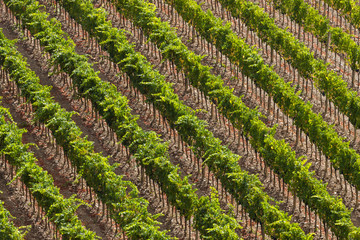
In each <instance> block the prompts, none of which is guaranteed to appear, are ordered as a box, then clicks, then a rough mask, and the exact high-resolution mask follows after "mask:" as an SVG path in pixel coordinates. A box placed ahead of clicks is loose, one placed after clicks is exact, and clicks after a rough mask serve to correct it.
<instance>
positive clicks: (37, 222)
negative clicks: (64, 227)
mask: <svg viewBox="0 0 360 240" xmlns="http://www.w3.org/2000/svg"><path fill="white" fill-rule="evenodd" d="M0 89H1V91H2V93H4V89H3V88H2V87H1V88H0ZM2 95H3V94H2ZM1 105H2V106H4V107H6V108H9V107H10V104H8V103H7V102H6V100H5V99H2V100H1ZM12 116H13V117H14V119H16V118H18V117H19V118H21V116H20V115H19V113H17V112H16V113H15V114H14V113H12ZM10 169H11V168H10V166H9V165H7V169H5V163H4V162H3V161H1V163H0V191H2V194H0V200H1V201H3V202H4V207H5V208H6V209H7V210H8V211H9V212H10V213H11V215H12V216H13V217H14V219H13V220H12V221H13V222H14V224H15V226H16V227H22V226H30V229H29V230H28V232H27V234H26V237H25V239H26V240H31V239H44V240H52V239H54V238H53V237H52V232H51V230H50V229H47V230H46V229H45V228H44V225H43V224H41V223H40V222H41V220H40V222H39V219H37V215H38V211H37V209H35V211H34V208H33V207H32V205H31V203H30V201H29V199H26V194H25V192H24V191H23V189H22V187H20V186H19V185H18V184H16V181H15V182H13V183H11V184H10V185H9V183H10V182H11V180H12V179H13V178H12V176H11V174H10Z"/></svg>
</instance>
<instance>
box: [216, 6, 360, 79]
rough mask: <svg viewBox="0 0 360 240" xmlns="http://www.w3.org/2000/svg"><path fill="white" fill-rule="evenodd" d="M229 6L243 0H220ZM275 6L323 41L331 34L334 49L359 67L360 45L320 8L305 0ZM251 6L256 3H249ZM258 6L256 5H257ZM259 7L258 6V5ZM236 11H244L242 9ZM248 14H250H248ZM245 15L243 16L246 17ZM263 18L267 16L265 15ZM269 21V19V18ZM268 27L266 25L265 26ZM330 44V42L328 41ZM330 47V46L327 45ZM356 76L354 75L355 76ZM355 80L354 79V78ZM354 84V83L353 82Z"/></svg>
mask: <svg viewBox="0 0 360 240" xmlns="http://www.w3.org/2000/svg"><path fill="white" fill-rule="evenodd" d="M220 2H223V4H225V5H227V6H229V7H230V6H231V5H232V6H236V5H237V6H238V7H236V8H243V7H242V6H240V5H243V3H242V2H243V1H223V0H222V1H220ZM272 2H273V4H274V7H276V8H280V10H281V12H282V13H286V14H287V15H289V16H290V18H291V19H292V20H294V21H296V22H297V23H298V24H300V25H302V26H303V27H304V30H305V31H308V32H311V33H312V34H314V35H316V36H317V37H318V38H319V39H320V40H321V41H322V42H324V43H327V41H328V37H329V34H330V39H329V40H330V42H329V44H330V43H331V44H332V45H334V48H333V50H334V51H336V52H338V53H346V54H347V61H348V63H349V65H350V67H351V69H352V70H353V74H354V71H355V70H357V69H359V64H360V53H359V52H360V47H359V46H358V45H357V44H356V42H355V41H354V40H353V39H351V35H350V34H348V33H346V32H344V31H343V30H342V29H341V28H339V27H332V26H331V25H330V23H329V20H328V19H327V18H326V17H324V16H322V15H320V14H319V12H318V10H316V9H315V8H313V7H311V6H310V5H309V4H308V3H306V2H305V1H304V0H297V1H288V0H272ZM247 5H249V6H251V5H254V4H252V3H251V4H250V3H247ZM255 8H256V7H255ZM257 8H258V7H257ZM235 11H242V10H240V9H238V10H235ZM234 14H236V15H238V16H239V15H241V13H235V12H234ZM247 16H248V14H247ZM244 17H245V16H244ZM244 17H242V18H243V19H244ZM263 18H266V17H265V16H263ZM267 21H268V20H267ZM264 28H265V29H266V26H264ZM327 44H328V43H327ZM327 47H328V46H327ZM353 78H354V77H353ZM352 81H353V79H352ZM352 85H354V84H353V83H352Z"/></svg>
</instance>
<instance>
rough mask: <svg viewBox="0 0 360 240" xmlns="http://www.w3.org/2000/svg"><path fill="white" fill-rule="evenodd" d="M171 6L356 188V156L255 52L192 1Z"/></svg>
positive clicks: (227, 28)
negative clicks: (212, 45) (209, 42)
mask: <svg viewBox="0 0 360 240" xmlns="http://www.w3.org/2000/svg"><path fill="white" fill-rule="evenodd" d="M173 4H174V6H175V7H176V8H177V9H178V10H179V11H181V15H183V18H184V19H185V20H186V21H188V22H191V24H194V26H195V27H196V28H197V29H198V30H199V32H200V33H201V35H202V36H204V37H205V38H206V39H208V41H210V42H212V43H214V44H215V45H216V47H217V48H218V49H219V50H220V51H221V52H222V53H224V54H225V55H227V56H228V57H229V58H230V59H231V61H232V62H233V63H235V64H237V65H239V66H240V68H241V70H242V73H244V74H245V75H246V76H249V77H251V78H253V79H254V81H255V82H256V83H257V84H258V85H259V86H260V87H261V88H263V89H264V90H265V91H267V92H268V93H269V94H270V95H272V96H273V99H274V101H275V102H276V103H277V104H278V105H279V107H280V108H282V109H283V111H284V112H285V113H287V114H288V115H289V116H290V117H292V118H293V119H294V121H295V123H296V125H297V126H298V127H300V128H302V129H303V130H304V132H305V133H306V134H307V135H308V136H309V137H310V138H311V139H312V142H316V143H317V145H318V148H319V149H321V150H322V151H323V152H324V153H325V155H327V156H328V158H330V159H331V161H332V162H333V166H334V168H335V169H340V172H342V173H343V174H344V177H345V178H346V179H347V180H348V181H349V182H350V183H351V184H353V185H354V186H356V187H357V188H359V180H360V171H359V169H360V166H359V162H358V161H357V159H359V155H358V154H357V153H356V152H355V150H353V149H351V148H350V147H349V143H348V142H343V141H342V139H340V138H339V137H338V135H337V133H336V132H335V130H333V129H332V128H331V127H330V126H329V125H328V124H327V123H326V122H325V121H323V119H322V117H321V116H320V115H317V114H315V113H314V112H312V110H311V105H310V104H309V103H304V102H303V101H302V100H301V99H300V98H299V97H298V96H297V94H295V93H294V91H295V90H294V88H292V87H290V84H289V83H285V82H284V80H283V79H281V78H280V77H279V76H278V75H277V74H276V73H275V72H274V71H273V70H272V69H271V68H270V67H269V66H267V65H265V64H264V62H263V59H261V57H260V56H259V55H258V54H257V52H256V51H255V50H253V49H251V48H250V47H249V46H248V45H246V44H245V42H244V41H242V40H241V39H239V38H237V37H236V36H235V34H234V33H233V32H232V31H231V29H230V27H229V26H222V23H221V21H219V20H218V19H216V18H215V17H214V16H213V15H212V14H211V13H204V12H203V11H202V10H201V7H200V6H199V5H197V4H196V3H195V2H194V1H189V2H188V1H183V0H175V1H173Z"/></svg>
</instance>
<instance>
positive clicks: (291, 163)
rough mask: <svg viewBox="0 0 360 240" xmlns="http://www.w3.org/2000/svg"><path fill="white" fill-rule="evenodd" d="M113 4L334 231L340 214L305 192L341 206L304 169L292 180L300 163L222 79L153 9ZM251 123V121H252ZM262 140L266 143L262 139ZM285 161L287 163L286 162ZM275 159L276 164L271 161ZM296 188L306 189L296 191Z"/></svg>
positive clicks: (141, 2)
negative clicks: (329, 216)
mask: <svg viewBox="0 0 360 240" xmlns="http://www.w3.org/2000/svg"><path fill="white" fill-rule="evenodd" d="M115 2H116V4H117V6H118V9H119V11H120V12H122V13H123V14H124V15H125V16H127V17H129V18H131V19H133V20H134V22H135V24H137V25H138V26H140V27H141V28H142V30H143V31H144V32H145V33H147V34H149V35H150V39H151V40H152V41H154V42H155V43H156V44H157V45H158V47H159V48H160V49H161V50H165V54H163V57H164V58H167V59H170V60H172V61H173V62H174V63H175V64H176V65H177V66H178V68H179V69H182V70H184V72H185V74H186V75H187V76H188V78H189V81H190V82H191V83H192V84H193V85H194V86H196V87H199V88H200V89H201V90H202V91H203V92H204V93H205V94H206V95H207V96H209V97H210V99H211V100H212V101H214V102H218V103H220V104H219V105H220V107H219V109H220V111H221V112H223V114H224V115H226V116H227V117H228V119H230V121H231V122H232V123H233V124H234V126H236V127H237V128H239V127H244V131H245V133H246V134H249V135H251V136H252V141H253V146H254V147H255V149H257V150H258V151H259V152H260V153H261V154H263V156H264V158H265V161H267V163H268V164H269V165H271V166H272V167H274V169H276V172H278V173H280V176H283V177H285V178H284V179H285V180H286V181H287V182H289V179H293V180H294V181H295V183H293V187H294V189H296V191H298V193H300V194H299V197H301V198H302V199H303V200H304V202H305V203H307V204H309V205H310V206H311V207H312V208H313V209H316V211H317V212H318V213H319V212H320V213H321V214H320V215H321V216H322V217H323V219H332V220H330V221H329V222H332V223H330V225H331V226H332V227H334V228H338V227H337V226H336V221H337V220H339V219H341V218H342V216H344V215H342V214H340V215H337V214H338V213H335V212H332V211H331V210H326V211H325V210H324V206H323V205H324V203H323V201H318V202H317V200H319V199H317V200H314V198H313V197H312V194H311V193H309V192H307V191H308V189H313V190H312V191H314V192H317V191H318V192H321V194H319V195H322V194H324V195H322V196H327V197H324V198H326V199H328V201H329V202H327V203H326V206H327V207H329V208H331V207H330V206H331V205H332V204H334V205H338V204H340V205H339V206H341V207H340V208H341V209H342V210H341V211H342V212H343V213H346V212H347V213H346V214H345V215H347V214H348V213H349V212H348V210H347V209H346V207H345V206H344V205H343V204H342V203H341V200H339V199H337V200H335V199H334V198H332V197H330V195H329V194H328V193H327V192H326V190H324V189H323V188H322V184H321V183H320V182H318V181H317V180H314V179H313V178H312V177H310V175H311V174H309V173H308V171H307V168H305V167H304V168H302V167H299V169H301V171H300V172H302V173H301V174H304V176H307V177H306V179H305V178H304V179H302V181H300V180H299V179H296V178H295V176H294V175H295V174H294V172H293V169H297V168H298V166H297V165H296V162H297V163H300V162H301V160H297V159H296V157H295V153H294V152H292V151H291V149H290V148H289V147H288V146H285V144H284V143H283V142H280V141H276V140H275V139H274V138H273V137H272V135H271V134H269V132H271V131H270V129H268V128H267V127H266V126H265V125H264V124H263V123H262V122H260V121H259V120H258V118H257V117H256V116H257V114H256V112H251V111H248V109H247V108H246V106H245V105H244V104H243V103H242V102H241V101H240V99H239V98H237V97H235V96H234V95H233V94H232V93H231V91H230V90H229V89H228V88H225V87H223V82H222V80H221V79H220V78H217V77H215V76H213V75H211V74H210V72H209V68H207V67H205V66H203V65H201V64H200V58H199V57H198V56H196V55H195V54H194V53H192V52H191V51H189V50H188V49H187V48H186V47H185V46H184V45H183V44H182V43H181V41H180V40H179V39H178V38H177V36H176V34H175V33H174V32H173V31H172V30H171V29H170V27H169V26H168V25H167V24H165V23H163V22H161V21H160V20H159V19H157V18H156V17H155V13H154V10H151V8H150V7H149V6H148V5H147V4H145V3H144V2H142V1H124V2H121V1H115ZM151 11H152V12H151ZM205 21H206V20H205ZM149 23H151V24H149ZM219 44H220V43H219ZM246 109H247V111H248V113H247V114H244V112H245V113H246ZM242 111H244V112H242ZM252 120H254V122H252ZM255 126H257V127H258V129H257V128H256V127H255ZM266 138H267V140H264V139H266ZM270 142H271V143H270ZM266 148H267V149H266ZM273 149H276V150H275V151H279V152H277V153H276V154H275V153H274V152H275V151H274V150H273ZM280 149H281V150H280ZM274 154H275V155H274ZM282 154H284V155H282ZM277 155H279V158H277ZM289 158H290V159H291V160H289ZM275 159H276V160H277V161H278V162H272V161H274V160H275ZM281 159H282V160H281ZM285 159H286V160H287V161H286V163H285V162H284V161H283V160H285ZM276 160H275V161H276ZM289 169H291V170H289ZM295 179H296V180H295ZM309 179H311V183H309V182H310V181H309ZM297 184H299V185H297ZM295 186H297V187H295ZM300 186H309V187H301V188H300ZM302 188H303V189H302ZM320 189H322V190H320ZM308 194H310V195H308ZM314 195H315V194H314ZM329 199H332V200H329ZM320 209H322V210H320ZM330 212H332V213H330ZM329 213H330V214H329ZM328 214H329V215H332V214H334V216H337V217H334V216H333V217H329V216H327V217H326V215H328ZM346 218H347V220H346V222H347V226H348V230H349V229H352V228H353V224H352V223H351V220H350V219H349V217H345V219H346ZM335 219H337V220H335ZM345 232H346V231H342V230H340V231H337V233H338V234H344V233H345ZM345 234H346V233H345Z"/></svg>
● ● ● ● ● ● ●
*What you will do*.
Render the records from their beginning through the line containing "negative clicks: (64, 227)" as a numbered list, skipping blank lines and leaving out the pictures.

*Task output*.
1. In each <instance> block the prompts, none of which is guaranteed to appear, are ordered as a box, then clicks, then a rough mask, and the exact high-resolution mask follows after "mask:" as an SVG path in pixel coordinates. A box placed ahead of clicks is loose, one placed after clicks is exact, and clicks after a rough mask serve to correct it.
2. <instance>
3. positive clicks: (37, 222)
4. negative clicks: (64, 227)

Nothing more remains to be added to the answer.